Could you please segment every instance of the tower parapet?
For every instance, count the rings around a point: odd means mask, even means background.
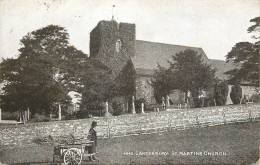
[[[120,72],[135,55],[135,24],[100,21],[90,33],[90,57]]]

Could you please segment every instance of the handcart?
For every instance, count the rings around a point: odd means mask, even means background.
[[[83,155],[91,156],[87,147],[92,146],[93,141],[83,138],[66,139],[61,143],[54,143],[53,160],[55,163],[64,163],[65,165],[79,165],[82,162]]]

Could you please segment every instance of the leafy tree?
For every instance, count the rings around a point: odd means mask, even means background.
[[[152,80],[156,101],[161,102],[161,98],[173,89],[185,92],[187,99],[188,91],[197,98],[201,90],[211,87],[215,81],[215,70],[203,63],[201,57],[196,51],[187,49],[172,56],[173,60],[168,61],[169,68],[159,65]]]
[[[164,68],[158,64],[158,69],[155,70],[154,76],[151,81],[151,85],[154,88],[154,96],[155,100],[158,103],[162,102],[162,97],[166,98],[166,96],[170,93],[170,90],[173,88],[174,82],[173,74],[171,70]]]
[[[233,104],[240,103],[240,100],[242,98],[242,88],[240,87],[239,84],[235,84],[234,86],[232,86],[231,92],[230,92],[230,98],[231,98]]]
[[[226,72],[230,75],[231,83],[259,84],[259,46],[259,43],[239,42],[228,53],[226,61],[240,66]]]
[[[259,33],[260,17],[256,17],[250,22],[254,22],[255,25],[249,27],[248,32]],[[260,37],[253,35],[253,38],[259,39]],[[259,47],[260,41],[255,43],[239,42],[226,55],[226,62],[234,62],[238,65],[237,68],[226,72],[230,75],[231,83],[246,82],[259,86]]]
[[[65,28],[49,25],[21,39],[18,58],[0,64],[3,109],[49,113],[57,104],[69,104],[68,92],[79,90],[86,55],[69,46],[68,38]]]
[[[170,62],[175,88],[186,95],[189,90],[195,98],[201,90],[209,88],[215,81],[215,70],[204,63],[201,57],[196,51],[187,49],[172,56],[173,62]]]
[[[89,58],[83,84],[81,111],[86,115],[98,114],[105,109],[104,103],[108,101],[113,103],[112,113],[118,115],[124,109],[123,103],[131,101],[135,94],[135,70],[129,61],[115,78],[112,69],[97,58]]]
[[[228,96],[228,83],[227,81],[221,81],[215,84],[214,98],[216,105],[225,105]]]
[[[97,59],[89,58],[84,71],[81,110],[88,115],[105,109],[104,102],[114,96],[115,83],[111,70]]]
[[[253,22],[255,24],[250,26],[247,29],[247,32],[248,33],[257,33],[259,35],[259,32],[260,32],[260,17],[255,17],[255,18],[251,19],[250,22]],[[260,38],[260,36],[255,36],[255,35],[253,35],[252,37],[255,38],[255,39]]]

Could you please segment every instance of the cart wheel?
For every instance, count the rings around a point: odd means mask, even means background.
[[[71,148],[68,149],[64,154],[64,164],[68,165],[77,165],[81,164],[82,154],[79,149]]]

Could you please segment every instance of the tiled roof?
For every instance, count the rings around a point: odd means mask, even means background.
[[[157,64],[167,67],[167,61],[172,61],[173,55],[186,49],[195,50],[202,54],[203,59],[208,59],[201,48],[136,40],[136,54],[132,61],[135,68],[156,69]]]
[[[138,75],[152,76],[158,64],[168,67],[167,61],[172,61],[173,55],[186,49],[192,49],[197,51],[198,54],[202,54],[202,59],[216,69],[216,76],[221,80],[227,80],[228,76],[224,73],[236,67],[233,63],[208,59],[202,48],[141,40],[136,40],[136,54],[132,57],[132,62]]]
[[[226,63],[225,61],[222,60],[213,60],[213,59],[208,59],[208,64],[212,66],[216,70],[216,77],[218,77],[220,80],[228,80],[229,76],[224,74],[225,72],[239,68],[239,65],[236,65],[234,63],[228,62]]]

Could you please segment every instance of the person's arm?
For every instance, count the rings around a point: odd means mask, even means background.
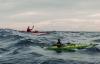
[[[33,30],[34,29],[34,25],[33,25],[33,27],[32,27],[32,29],[31,30]]]

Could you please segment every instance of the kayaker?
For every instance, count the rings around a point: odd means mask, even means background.
[[[58,48],[60,48],[60,47],[63,46],[63,44],[61,43],[61,40],[60,40],[60,39],[58,39],[58,42],[56,43],[56,46],[57,46]]]
[[[33,28],[34,28],[34,26],[32,27],[32,29],[30,29],[30,26],[28,26],[27,32],[32,32]]]

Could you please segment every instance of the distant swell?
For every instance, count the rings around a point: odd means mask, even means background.
[[[47,35],[34,35],[11,29],[0,29],[0,64],[100,64],[100,47],[62,52],[47,50],[57,42],[95,44],[100,42],[99,32],[51,31]]]
[[[93,40],[94,42],[100,42],[100,39]]]

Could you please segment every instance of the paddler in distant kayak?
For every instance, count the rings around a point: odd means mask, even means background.
[[[58,39],[58,42],[56,43],[56,46],[58,48],[61,48],[63,46],[63,44],[61,43],[61,40],[60,39]]]
[[[27,32],[32,32],[33,29],[34,29],[34,25],[33,25],[32,29],[30,29],[30,26],[28,26]]]

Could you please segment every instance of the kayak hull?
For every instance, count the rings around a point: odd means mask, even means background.
[[[57,48],[57,47],[48,47],[48,50],[54,50],[54,51],[64,51],[64,52],[75,52],[75,49],[71,49],[71,48]]]
[[[48,32],[26,32],[26,31],[19,31],[19,32],[22,32],[22,33],[31,33],[33,35],[46,35],[46,34],[48,34]]]
[[[57,46],[51,46],[48,47],[47,50],[53,50],[53,51],[64,51],[64,52],[75,52],[76,50],[79,49],[86,49],[89,47],[93,47],[93,45],[79,45],[79,44],[74,44],[74,45],[64,45],[60,48]]]

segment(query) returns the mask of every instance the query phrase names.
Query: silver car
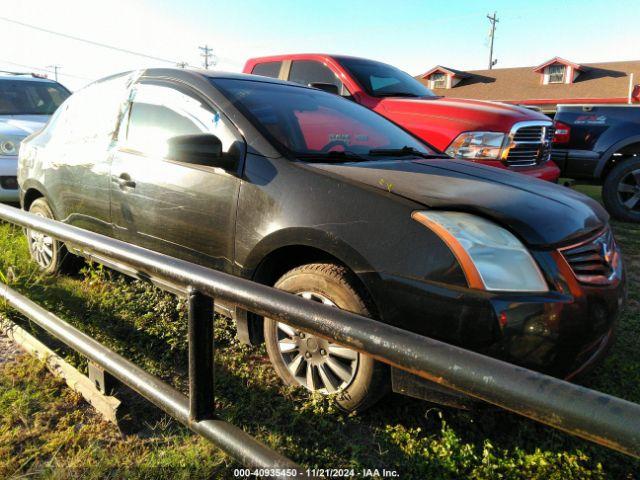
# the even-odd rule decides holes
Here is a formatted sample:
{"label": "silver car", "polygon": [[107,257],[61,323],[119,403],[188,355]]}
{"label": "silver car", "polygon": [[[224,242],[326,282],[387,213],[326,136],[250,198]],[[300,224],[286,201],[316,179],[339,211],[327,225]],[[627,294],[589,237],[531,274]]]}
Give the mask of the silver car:
{"label": "silver car", "polygon": [[0,74],[0,202],[18,202],[20,142],[40,130],[71,93],[31,74]]}

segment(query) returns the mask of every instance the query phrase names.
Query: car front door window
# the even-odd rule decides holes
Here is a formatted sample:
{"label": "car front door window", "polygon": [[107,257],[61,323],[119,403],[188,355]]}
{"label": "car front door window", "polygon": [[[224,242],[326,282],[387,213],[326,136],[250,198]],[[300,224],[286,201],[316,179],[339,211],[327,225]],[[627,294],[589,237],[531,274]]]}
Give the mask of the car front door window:
{"label": "car front door window", "polygon": [[239,159],[244,151],[242,137],[222,112],[190,90],[136,86],[111,170],[113,223],[122,240],[230,271],[236,172],[167,158],[173,137],[196,134],[217,136],[223,155]]}
{"label": "car front door window", "polygon": [[223,152],[238,142],[221,114],[199,99],[157,85],[141,85],[133,95],[127,148],[152,157],[165,157],[173,137],[210,133],[222,143]]}

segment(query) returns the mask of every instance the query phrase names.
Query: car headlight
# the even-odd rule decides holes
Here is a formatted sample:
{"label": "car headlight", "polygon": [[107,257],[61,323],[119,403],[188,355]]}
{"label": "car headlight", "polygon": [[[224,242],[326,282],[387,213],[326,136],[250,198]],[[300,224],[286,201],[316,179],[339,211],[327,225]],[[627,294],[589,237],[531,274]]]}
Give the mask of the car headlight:
{"label": "car headlight", "polygon": [[497,160],[503,143],[504,133],[465,132],[451,142],[446,154],[465,160]]}
{"label": "car headlight", "polygon": [[0,138],[0,154],[1,155],[17,155],[18,147],[15,142],[11,140],[4,140]]}
{"label": "car headlight", "polygon": [[447,244],[471,288],[505,292],[549,290],[527,248],[495,223],[463,212],[418,211],[411,217]]}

+ + + + +

Count every line of the listing that includes the word "distant", then give that count and no other words.

## RESULT OF THIS EXERCISE
2